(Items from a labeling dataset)
-*-
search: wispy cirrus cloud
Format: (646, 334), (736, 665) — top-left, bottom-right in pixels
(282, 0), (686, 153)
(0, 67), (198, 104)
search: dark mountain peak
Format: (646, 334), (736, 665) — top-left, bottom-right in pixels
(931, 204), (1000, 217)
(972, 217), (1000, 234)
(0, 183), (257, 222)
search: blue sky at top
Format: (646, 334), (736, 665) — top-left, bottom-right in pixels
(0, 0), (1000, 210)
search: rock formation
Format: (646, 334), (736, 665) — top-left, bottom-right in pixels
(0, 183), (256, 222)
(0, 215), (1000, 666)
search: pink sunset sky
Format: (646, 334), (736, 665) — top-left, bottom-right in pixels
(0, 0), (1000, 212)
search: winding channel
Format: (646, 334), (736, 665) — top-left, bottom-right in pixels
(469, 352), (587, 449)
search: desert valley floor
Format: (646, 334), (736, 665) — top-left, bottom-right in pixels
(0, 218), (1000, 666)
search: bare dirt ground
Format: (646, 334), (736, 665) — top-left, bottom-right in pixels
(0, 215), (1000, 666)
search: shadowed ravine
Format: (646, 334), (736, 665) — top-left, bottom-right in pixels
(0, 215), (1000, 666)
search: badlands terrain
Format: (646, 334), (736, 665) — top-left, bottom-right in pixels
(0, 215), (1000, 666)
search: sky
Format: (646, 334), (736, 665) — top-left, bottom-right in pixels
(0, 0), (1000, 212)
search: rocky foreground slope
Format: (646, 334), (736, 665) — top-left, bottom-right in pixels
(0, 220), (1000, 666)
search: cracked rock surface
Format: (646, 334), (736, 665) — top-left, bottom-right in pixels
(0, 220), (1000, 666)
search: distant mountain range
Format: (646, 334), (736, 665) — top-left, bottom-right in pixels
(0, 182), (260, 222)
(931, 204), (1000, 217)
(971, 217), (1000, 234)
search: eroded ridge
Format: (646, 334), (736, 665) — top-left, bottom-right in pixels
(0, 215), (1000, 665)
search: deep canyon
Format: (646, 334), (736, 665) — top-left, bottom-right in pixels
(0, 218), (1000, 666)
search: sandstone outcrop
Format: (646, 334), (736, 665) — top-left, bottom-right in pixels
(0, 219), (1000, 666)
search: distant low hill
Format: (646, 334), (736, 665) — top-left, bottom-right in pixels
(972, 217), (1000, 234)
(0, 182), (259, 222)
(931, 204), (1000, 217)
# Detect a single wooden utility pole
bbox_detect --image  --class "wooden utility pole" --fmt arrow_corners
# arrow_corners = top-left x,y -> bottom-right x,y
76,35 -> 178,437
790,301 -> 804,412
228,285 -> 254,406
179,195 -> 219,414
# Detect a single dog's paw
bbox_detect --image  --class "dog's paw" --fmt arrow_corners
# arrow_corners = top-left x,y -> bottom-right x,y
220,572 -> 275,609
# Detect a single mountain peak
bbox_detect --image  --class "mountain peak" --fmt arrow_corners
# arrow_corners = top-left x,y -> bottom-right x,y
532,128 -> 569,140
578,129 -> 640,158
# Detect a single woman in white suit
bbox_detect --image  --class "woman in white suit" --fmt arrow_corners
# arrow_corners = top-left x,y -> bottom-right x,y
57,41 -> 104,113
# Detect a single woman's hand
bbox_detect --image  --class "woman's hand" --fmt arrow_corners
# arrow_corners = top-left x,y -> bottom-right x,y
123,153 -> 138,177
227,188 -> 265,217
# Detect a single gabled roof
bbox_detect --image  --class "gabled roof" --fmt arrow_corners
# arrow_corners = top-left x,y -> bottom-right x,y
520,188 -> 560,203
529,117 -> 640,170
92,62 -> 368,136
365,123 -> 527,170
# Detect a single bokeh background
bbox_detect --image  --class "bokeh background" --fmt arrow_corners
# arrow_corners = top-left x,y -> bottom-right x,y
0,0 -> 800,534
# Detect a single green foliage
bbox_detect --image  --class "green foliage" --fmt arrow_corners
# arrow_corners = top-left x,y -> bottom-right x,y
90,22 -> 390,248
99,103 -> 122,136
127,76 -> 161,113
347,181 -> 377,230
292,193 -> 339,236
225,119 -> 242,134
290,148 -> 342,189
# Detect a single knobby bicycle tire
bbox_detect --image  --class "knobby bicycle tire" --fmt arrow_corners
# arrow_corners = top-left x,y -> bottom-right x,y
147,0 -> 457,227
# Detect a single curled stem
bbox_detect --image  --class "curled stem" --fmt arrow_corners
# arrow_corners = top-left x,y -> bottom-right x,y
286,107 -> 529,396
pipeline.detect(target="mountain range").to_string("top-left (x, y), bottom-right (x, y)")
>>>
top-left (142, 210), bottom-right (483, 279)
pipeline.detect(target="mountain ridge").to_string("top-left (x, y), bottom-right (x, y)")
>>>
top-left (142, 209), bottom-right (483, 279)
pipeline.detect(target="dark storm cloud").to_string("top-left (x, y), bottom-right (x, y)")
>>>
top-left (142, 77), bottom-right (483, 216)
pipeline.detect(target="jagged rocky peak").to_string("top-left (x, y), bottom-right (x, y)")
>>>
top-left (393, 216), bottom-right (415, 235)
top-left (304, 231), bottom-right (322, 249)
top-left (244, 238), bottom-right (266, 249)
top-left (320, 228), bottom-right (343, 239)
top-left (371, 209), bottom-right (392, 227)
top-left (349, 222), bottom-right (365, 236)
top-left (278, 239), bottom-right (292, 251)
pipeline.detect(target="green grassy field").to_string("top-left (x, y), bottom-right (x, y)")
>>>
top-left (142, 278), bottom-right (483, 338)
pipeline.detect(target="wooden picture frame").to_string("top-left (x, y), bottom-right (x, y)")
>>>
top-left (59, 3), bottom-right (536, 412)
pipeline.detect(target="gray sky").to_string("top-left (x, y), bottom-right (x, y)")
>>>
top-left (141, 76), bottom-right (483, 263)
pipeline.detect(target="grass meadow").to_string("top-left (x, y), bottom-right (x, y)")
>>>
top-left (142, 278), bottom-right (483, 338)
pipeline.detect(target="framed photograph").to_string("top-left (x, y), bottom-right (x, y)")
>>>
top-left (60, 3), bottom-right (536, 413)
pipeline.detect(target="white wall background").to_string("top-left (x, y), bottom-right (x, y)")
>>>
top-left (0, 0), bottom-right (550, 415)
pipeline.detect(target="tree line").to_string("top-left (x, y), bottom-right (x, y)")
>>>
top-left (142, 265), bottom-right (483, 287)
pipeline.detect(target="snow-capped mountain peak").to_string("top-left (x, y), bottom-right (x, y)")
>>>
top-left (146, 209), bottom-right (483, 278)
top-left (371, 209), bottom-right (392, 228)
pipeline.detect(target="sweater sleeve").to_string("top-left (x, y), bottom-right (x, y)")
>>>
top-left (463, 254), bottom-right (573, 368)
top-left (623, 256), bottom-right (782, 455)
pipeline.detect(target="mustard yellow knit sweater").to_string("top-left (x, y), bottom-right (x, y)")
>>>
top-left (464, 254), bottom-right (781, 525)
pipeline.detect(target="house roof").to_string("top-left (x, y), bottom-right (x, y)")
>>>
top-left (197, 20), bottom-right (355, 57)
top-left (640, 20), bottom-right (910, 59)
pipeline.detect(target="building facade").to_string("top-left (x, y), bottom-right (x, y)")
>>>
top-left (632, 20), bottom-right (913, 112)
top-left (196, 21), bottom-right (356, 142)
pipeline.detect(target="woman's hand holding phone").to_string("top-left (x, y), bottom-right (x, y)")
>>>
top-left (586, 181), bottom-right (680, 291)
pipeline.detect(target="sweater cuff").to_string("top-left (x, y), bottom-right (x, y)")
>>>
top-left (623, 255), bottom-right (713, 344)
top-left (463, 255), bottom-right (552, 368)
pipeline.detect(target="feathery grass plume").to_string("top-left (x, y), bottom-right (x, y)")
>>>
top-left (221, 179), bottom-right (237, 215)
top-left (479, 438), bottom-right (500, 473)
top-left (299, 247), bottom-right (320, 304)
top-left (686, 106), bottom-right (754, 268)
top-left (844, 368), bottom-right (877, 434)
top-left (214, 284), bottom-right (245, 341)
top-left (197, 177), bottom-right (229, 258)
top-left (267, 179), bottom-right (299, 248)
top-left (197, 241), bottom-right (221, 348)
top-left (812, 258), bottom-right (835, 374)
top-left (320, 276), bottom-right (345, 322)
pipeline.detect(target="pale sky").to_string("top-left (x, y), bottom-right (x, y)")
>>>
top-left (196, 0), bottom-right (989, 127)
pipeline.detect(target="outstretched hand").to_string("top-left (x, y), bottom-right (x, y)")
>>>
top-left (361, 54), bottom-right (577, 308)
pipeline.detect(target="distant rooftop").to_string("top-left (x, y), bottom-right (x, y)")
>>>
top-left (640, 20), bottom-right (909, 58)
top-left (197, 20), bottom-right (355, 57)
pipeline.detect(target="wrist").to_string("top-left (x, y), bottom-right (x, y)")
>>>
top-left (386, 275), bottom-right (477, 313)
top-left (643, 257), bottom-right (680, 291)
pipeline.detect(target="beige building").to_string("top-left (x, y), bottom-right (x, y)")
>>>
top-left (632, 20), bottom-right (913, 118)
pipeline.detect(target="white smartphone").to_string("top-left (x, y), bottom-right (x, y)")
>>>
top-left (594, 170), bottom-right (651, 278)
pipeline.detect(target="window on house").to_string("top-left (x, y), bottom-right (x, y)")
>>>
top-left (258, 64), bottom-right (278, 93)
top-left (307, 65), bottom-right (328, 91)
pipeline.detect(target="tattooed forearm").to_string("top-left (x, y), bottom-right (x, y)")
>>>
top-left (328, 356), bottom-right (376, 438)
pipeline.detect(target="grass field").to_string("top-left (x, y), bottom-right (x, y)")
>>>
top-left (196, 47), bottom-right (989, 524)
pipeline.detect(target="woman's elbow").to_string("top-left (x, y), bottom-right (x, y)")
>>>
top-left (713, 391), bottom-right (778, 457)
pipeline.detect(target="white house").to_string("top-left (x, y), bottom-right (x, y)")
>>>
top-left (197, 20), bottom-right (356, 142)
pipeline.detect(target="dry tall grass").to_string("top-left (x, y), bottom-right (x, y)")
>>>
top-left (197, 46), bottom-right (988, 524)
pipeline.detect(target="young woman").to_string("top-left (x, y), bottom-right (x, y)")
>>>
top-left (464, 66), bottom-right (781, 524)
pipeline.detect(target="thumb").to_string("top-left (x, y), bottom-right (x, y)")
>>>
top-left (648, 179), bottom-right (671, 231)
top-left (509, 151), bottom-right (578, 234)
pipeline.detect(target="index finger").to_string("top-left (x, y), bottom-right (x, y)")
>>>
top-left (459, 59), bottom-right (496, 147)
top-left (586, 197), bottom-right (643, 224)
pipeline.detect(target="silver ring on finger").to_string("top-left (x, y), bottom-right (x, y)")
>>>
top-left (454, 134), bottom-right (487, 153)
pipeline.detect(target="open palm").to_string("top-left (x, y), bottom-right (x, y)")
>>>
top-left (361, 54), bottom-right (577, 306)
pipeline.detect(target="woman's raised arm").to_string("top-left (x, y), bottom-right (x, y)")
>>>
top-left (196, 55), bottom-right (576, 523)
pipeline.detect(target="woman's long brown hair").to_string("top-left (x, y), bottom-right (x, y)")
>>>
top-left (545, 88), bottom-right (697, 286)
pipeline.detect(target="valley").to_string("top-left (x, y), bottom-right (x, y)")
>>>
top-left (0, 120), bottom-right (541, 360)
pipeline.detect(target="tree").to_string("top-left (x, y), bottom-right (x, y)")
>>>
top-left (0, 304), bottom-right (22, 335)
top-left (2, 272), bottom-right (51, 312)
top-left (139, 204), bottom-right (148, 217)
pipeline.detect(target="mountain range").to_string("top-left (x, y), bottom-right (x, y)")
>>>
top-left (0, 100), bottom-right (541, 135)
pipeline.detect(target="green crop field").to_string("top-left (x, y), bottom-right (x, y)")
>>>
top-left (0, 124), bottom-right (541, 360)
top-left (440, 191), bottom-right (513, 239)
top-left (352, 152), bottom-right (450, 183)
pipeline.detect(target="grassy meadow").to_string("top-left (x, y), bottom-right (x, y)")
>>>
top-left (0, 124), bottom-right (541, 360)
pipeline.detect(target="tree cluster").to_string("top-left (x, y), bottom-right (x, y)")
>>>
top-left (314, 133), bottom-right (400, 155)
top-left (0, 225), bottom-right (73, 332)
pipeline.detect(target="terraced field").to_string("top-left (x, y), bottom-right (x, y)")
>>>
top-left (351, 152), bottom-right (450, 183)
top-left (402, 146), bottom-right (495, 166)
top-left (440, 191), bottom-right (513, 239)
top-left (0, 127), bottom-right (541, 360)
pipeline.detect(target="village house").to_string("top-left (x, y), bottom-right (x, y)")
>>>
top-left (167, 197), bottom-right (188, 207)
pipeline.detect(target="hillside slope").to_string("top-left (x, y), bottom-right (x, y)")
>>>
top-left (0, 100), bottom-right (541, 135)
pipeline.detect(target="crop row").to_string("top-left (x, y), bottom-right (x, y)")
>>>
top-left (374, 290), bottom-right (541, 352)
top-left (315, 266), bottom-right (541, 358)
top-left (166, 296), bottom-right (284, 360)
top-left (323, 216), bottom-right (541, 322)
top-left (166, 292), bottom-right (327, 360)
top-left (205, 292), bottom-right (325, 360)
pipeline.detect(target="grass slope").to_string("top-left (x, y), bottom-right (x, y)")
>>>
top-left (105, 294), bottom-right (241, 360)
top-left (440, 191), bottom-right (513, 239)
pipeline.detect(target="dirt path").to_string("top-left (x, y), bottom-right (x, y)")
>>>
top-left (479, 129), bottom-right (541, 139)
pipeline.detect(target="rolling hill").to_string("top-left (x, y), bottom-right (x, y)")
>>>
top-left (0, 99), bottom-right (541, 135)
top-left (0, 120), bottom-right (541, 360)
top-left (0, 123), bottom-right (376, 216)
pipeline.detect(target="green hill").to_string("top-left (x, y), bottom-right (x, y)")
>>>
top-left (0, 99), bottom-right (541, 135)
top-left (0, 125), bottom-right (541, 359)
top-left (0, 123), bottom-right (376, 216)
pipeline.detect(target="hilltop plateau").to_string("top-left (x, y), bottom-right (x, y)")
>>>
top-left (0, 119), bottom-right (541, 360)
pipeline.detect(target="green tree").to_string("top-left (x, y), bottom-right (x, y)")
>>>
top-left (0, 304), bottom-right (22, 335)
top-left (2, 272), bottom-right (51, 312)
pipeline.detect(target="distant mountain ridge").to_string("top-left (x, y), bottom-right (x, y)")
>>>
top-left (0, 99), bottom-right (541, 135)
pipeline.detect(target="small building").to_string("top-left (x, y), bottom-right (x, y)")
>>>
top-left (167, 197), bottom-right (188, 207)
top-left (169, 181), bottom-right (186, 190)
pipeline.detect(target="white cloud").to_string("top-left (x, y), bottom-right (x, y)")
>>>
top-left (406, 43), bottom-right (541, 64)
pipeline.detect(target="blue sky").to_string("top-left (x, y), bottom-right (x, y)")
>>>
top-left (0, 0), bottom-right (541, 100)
-*-
TASK PROMPT:
Reproduce the data word for word, from its very first line through the line containing "(0, 183), (257, 222)", including both of those lines.

COMPLETE ANSWER:
search: wispy cirrus cloud
Format: (646, 334), (736, 665) — top-left, bottom-right in pixels
(282, 0), (686, 153)
(0, 67), (198, 104)
search: dark mountain peak
Format: (646, 334), (736, 665) — top-left, bottom-right in pixels
(931, 204), (1000, 217)
(972, 217), (1000, 234)
(0, 183), (257, 222)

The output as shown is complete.